_Soal Latihan_:
1 – Sebutkan semua nominal rupiah yang tercantum dalam teks tentang penghulu.
2 – Tuliskan ulang kata demi kata bagian teks tentang penghulu yang dimulai dari "Padahal, selama ini, untuk" dan berakhir pada "membahagiakan.".

_Teks Halaman_:
Para penghulu di Banyumas, Cilacap,
Banjarnegara, dan Purbalingga tiba-tiba kompak. Serempak. Satu suara.
Tidak melayani pencatatan pernikahan di luar KUA Kecamatan. Mereka tiba-tiba duduk manis di kantor,
masuk sesuai jam kantor. Mereka dikabarkan tak lagi memenuhi undangan
sebagai wakil negara untuk mengawasi dan mencatat nikah di luar kantor.
Padahal, selama ini, untuk menemui
penghulu di KUA terkadang sulit. Sebab, mereka sedang membantu warga di
pelosok-pelosok desa untuk mencatatkan dan menikahkan pasangan
pengantin. Namun, duduk manisnya para penghulu di
KUA bukan dianggap mogok. Mereka juga merasa tidak mogok. Mereka hanya
mengembalikan layanan sesuai hak dan kewajiban penghulu. Haknya menerima
gaji, kewajibannya mengawasi dan mencatat nikah sesuai jam kerja Kantor
Urusan Agama. Mereka juga masih melayani pencatatan pernikahan di KUA.
Aksi itu dilakukan karena, menurut
mereka, salam tempel ”seikhlasnya” dari mempelai ketika bertugas kini
dipersepsi sebagai gratifikasi. Memang, selama ini tak ada yang rewel
mempersoalkan salam tempel, karena momen pernikahan memang momen
membahagiakan.
Namun, salam tempel itu tiba-tiba
menjadi dahsyat mencoreng kebahagiaan. Itu setelah Romli, Kepala KUA
Kecamatan Kota Kediri, Jawa Timur ditangkap Pihak kejaksaan Negeri
(Kejari) kota Kediri, Jawa Timur 31 Oktober 2013 lalu.
Kepala KUA Kota Kediri itu dituduh
memungut Rp 225.000 untuk pernikahan di luar kantor dan Rp 175.000 di
dalam kantor. Romli mendapatkan jatah Rp 50.000 sebagai petugas pencatat
nikah plus Rp 10.000 sebagai insentif kepala KUA yang diterimakan lewat
bendahara KUA. Padahal, peraturan pemerintah hanya memungut biaya nikah
Rp 30.000.

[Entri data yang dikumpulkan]
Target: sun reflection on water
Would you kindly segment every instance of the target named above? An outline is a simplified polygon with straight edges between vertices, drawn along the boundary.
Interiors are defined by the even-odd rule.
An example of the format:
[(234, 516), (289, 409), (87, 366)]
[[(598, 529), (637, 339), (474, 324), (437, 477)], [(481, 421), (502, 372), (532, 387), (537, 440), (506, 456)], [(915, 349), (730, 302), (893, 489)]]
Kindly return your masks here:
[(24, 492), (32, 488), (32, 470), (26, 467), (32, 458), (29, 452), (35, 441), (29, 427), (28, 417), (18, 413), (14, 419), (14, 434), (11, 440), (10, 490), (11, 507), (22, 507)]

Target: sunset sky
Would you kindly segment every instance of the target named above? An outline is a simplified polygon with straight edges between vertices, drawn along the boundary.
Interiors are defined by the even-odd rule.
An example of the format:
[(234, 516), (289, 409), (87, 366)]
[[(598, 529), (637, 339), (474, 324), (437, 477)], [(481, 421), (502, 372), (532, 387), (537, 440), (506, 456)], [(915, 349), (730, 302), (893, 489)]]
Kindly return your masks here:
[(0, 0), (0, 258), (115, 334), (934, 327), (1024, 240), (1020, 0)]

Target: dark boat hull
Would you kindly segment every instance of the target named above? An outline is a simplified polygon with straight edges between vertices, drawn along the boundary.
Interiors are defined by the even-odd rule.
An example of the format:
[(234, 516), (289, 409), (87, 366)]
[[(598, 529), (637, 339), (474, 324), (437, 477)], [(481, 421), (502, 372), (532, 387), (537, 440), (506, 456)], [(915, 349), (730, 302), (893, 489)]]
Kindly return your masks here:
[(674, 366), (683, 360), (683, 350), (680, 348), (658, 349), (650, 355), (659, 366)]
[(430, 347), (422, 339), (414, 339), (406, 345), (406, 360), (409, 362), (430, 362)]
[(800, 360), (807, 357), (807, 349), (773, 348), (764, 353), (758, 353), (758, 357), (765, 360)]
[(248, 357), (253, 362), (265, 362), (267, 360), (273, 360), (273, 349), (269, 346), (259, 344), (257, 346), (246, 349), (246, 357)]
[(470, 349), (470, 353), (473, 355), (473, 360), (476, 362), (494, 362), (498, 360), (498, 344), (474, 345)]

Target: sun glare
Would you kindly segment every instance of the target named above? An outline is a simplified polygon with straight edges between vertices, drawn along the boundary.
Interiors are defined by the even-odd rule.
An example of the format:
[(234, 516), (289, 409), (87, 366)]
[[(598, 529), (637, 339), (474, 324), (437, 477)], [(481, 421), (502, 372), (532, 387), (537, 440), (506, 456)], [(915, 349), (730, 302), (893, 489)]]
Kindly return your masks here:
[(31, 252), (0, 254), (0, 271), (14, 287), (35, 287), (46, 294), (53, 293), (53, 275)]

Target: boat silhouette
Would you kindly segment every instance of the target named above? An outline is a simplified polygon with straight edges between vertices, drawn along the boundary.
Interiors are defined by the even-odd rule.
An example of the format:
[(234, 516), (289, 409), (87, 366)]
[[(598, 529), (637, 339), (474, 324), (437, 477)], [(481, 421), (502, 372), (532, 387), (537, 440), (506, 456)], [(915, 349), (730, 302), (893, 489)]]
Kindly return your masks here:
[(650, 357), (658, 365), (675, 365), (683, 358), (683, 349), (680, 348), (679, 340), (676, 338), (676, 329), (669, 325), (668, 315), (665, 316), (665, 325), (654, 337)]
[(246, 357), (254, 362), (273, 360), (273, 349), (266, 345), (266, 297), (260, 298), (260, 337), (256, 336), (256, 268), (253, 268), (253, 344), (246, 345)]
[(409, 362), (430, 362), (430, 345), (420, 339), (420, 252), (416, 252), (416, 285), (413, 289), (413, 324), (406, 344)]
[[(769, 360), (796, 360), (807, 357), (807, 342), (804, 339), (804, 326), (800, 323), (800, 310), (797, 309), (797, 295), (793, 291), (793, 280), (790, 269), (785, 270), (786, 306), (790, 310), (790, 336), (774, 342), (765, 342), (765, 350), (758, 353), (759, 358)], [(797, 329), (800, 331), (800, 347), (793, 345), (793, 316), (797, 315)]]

...

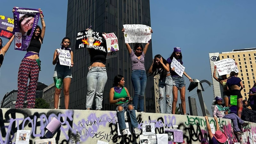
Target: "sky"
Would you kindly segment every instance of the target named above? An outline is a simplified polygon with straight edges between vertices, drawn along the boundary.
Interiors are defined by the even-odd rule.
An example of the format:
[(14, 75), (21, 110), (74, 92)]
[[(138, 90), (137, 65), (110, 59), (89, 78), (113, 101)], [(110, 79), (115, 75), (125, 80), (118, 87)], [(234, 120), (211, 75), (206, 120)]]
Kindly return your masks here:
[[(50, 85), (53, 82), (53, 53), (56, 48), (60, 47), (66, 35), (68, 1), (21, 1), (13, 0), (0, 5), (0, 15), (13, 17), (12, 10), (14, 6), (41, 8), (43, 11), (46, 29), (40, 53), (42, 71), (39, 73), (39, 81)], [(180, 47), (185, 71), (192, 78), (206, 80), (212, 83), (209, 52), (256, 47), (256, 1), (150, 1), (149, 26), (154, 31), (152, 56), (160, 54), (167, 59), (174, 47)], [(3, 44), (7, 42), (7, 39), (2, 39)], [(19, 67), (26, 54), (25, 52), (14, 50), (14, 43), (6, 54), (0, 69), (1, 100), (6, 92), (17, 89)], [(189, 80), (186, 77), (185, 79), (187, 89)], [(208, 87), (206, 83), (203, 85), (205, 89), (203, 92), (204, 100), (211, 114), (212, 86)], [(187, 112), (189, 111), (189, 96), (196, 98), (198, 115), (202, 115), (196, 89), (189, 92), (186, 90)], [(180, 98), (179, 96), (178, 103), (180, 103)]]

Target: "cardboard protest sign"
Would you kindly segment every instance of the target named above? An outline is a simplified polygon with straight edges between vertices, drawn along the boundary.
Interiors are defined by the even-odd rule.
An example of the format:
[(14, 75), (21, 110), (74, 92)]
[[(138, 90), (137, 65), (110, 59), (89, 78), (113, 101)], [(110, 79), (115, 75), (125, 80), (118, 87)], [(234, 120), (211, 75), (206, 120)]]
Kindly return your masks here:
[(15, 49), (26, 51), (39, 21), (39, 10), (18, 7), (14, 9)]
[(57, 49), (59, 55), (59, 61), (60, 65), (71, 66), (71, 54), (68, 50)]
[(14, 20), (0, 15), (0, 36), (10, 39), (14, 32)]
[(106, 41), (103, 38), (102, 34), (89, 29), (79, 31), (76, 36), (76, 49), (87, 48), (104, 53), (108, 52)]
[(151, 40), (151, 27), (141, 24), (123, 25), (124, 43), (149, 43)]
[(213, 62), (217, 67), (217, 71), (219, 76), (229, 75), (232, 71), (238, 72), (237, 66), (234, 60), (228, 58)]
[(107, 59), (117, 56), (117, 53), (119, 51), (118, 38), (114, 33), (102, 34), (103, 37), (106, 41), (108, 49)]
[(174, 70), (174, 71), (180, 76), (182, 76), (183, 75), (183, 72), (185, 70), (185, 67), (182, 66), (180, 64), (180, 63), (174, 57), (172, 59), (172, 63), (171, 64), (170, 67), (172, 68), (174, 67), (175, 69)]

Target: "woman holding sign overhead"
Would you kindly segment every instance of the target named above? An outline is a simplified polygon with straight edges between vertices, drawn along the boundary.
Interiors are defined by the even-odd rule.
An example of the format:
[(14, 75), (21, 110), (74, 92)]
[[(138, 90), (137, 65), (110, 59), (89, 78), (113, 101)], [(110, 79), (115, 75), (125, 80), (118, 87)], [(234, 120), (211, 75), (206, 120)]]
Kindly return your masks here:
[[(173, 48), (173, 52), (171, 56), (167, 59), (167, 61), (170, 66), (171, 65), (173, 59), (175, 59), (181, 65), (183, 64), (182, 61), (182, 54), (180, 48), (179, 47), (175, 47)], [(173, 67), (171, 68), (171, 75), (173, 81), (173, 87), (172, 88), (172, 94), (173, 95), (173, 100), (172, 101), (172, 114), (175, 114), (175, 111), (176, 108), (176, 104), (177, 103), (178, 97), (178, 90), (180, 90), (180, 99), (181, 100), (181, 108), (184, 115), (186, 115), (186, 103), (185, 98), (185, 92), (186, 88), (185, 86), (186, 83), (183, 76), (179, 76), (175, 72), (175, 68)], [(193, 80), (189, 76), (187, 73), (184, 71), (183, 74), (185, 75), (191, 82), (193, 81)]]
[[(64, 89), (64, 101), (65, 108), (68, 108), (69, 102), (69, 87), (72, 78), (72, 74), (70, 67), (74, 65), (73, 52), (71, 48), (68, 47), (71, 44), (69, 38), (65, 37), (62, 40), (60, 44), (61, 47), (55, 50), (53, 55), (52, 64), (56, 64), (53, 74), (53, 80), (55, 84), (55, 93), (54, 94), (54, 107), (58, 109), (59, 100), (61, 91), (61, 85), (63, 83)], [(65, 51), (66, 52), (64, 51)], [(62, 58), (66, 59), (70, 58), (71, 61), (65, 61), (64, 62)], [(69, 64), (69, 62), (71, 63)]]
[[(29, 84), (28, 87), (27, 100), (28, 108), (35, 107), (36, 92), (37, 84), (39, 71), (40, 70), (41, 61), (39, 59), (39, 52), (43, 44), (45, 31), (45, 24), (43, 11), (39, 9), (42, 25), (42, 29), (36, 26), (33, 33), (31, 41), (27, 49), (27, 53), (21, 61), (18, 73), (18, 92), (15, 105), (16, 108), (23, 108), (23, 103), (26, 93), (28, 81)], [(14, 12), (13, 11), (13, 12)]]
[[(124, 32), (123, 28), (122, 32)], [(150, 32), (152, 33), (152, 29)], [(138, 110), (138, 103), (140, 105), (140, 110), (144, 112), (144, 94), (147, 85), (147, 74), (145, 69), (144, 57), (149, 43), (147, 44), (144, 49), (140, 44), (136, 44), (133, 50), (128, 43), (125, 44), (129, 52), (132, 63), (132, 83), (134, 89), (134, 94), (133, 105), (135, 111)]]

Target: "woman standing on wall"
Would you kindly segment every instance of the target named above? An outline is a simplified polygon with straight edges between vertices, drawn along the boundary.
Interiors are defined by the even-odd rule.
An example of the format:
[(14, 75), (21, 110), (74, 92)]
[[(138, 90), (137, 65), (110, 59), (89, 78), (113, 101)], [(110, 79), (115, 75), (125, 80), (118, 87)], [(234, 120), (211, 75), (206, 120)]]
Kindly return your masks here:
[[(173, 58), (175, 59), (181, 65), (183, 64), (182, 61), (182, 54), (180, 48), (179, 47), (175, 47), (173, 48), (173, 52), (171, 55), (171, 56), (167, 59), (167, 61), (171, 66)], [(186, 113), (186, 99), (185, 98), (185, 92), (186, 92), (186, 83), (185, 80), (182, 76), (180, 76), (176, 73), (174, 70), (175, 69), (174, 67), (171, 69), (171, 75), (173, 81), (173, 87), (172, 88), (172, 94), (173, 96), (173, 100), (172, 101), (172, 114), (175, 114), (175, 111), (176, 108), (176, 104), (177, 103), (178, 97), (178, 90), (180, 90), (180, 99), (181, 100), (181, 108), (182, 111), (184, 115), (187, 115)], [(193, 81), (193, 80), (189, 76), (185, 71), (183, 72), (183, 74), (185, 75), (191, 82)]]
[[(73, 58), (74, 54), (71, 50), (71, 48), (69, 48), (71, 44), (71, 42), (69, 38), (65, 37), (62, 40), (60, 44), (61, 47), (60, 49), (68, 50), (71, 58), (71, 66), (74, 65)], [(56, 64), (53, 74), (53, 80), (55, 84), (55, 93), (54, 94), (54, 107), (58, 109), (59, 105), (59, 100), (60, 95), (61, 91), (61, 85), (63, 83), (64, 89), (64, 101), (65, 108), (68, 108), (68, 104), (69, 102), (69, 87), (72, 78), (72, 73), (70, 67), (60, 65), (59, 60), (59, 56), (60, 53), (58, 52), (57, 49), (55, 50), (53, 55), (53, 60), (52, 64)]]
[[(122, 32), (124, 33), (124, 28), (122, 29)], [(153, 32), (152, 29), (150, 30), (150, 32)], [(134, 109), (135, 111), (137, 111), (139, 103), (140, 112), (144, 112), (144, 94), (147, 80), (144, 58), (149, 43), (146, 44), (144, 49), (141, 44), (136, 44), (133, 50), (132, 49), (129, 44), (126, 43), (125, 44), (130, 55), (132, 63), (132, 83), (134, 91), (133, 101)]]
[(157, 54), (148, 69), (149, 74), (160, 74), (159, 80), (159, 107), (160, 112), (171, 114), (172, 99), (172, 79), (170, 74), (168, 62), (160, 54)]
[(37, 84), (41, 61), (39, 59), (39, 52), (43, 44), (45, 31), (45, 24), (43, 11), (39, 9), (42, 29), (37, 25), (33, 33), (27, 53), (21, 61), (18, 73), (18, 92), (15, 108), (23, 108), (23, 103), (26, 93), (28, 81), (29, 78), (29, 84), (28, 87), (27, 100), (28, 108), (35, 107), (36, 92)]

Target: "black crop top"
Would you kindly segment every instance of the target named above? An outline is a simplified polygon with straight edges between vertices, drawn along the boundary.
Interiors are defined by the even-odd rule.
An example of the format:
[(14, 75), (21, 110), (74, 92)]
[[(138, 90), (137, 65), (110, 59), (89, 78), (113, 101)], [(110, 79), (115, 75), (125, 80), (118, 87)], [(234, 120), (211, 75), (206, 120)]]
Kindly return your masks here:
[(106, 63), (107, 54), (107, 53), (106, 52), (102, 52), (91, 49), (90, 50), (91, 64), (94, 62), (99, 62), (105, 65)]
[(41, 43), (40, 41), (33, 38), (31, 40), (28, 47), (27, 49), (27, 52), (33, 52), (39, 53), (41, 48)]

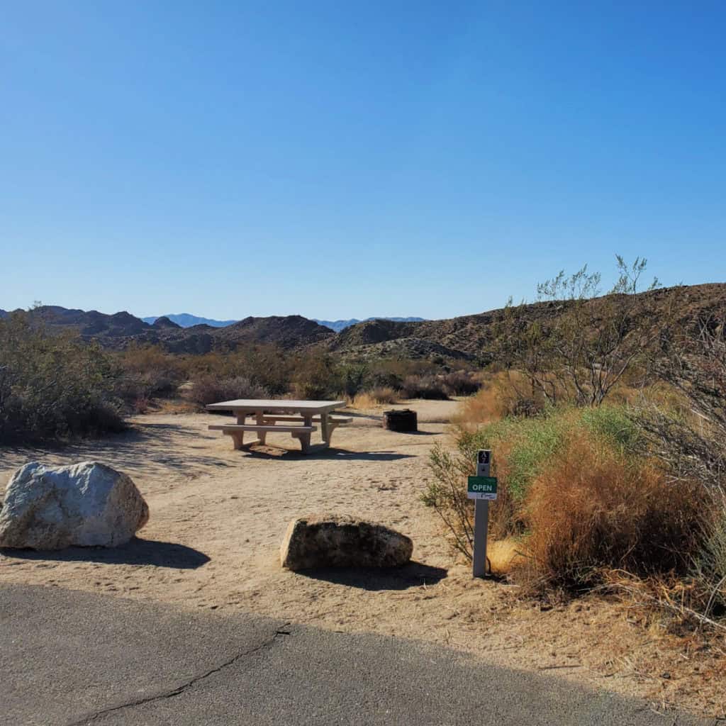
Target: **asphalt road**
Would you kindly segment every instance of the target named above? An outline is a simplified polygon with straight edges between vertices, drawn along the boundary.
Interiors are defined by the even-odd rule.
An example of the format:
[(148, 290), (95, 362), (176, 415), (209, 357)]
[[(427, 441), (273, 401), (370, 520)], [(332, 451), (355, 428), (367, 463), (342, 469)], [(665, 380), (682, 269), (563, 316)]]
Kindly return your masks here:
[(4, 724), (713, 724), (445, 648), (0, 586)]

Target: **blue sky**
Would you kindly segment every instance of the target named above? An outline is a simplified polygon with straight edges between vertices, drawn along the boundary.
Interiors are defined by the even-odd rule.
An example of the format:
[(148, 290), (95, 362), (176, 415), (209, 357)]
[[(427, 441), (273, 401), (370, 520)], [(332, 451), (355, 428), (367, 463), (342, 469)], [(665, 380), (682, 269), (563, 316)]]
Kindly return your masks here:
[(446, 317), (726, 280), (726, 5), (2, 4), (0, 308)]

* * *

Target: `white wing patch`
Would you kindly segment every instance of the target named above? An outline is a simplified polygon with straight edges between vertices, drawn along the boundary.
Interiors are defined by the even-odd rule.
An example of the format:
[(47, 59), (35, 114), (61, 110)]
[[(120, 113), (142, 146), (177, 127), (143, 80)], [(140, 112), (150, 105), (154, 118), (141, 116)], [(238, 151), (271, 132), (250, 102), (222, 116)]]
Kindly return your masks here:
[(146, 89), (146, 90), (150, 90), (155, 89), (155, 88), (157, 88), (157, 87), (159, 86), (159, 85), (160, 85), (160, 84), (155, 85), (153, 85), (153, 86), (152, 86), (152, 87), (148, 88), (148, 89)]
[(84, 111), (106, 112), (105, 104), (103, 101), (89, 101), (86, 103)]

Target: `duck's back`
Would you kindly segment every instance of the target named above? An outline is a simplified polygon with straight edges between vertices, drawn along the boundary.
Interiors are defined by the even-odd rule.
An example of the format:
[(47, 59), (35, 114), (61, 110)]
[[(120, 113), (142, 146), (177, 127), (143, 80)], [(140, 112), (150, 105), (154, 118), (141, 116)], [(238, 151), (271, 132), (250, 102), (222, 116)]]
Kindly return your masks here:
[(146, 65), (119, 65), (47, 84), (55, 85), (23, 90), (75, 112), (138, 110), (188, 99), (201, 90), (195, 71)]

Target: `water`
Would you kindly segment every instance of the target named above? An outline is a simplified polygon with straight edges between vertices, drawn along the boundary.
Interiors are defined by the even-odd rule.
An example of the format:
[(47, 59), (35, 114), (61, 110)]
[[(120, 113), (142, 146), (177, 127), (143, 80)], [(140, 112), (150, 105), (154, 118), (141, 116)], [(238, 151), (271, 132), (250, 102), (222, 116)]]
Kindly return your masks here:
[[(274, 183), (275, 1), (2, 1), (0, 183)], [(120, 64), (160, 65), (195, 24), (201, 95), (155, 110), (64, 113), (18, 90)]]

_Jawaban Soal_:
1 – Rp 225.000, Rp 175.000, Rp 50.000, Rp 10.000, Rp 30.000

2 –
Padahal, selama ini, untuk menemui
penghulu di KUA terkadang sulit. Sebab, mereka sedang membantu warga di
pelosok-pelosok desa untuk mencatatkan dan menikahkan pasangan
pengantin. Namun, duduk manisnya para penghulu di
KUA bukan dianggap mogok. Mereka juga merasa tidak mogok. Mereka hanya
mengembalikan layanan sesuai hak dan kewajiban penghulu. Haknya menerima
gaji, kewajibannya mengawasi dan mencatat nikah sesuai jam kerja Kantor
Urusan Agama. Mereka juga masih melayani pencatatan pernikahan di KUA.
Aksi itu dilakukan karena, menurut
mereka, salam tempel ”seikhlasnya” dari mempelai ketika bertugas kini
dipersepsi sebagai gratifikasi. Memang, selama ini tak ada yang rewel
mempersoalkan salam tempel, karena momen pernikahan memang momen
membahagiakan.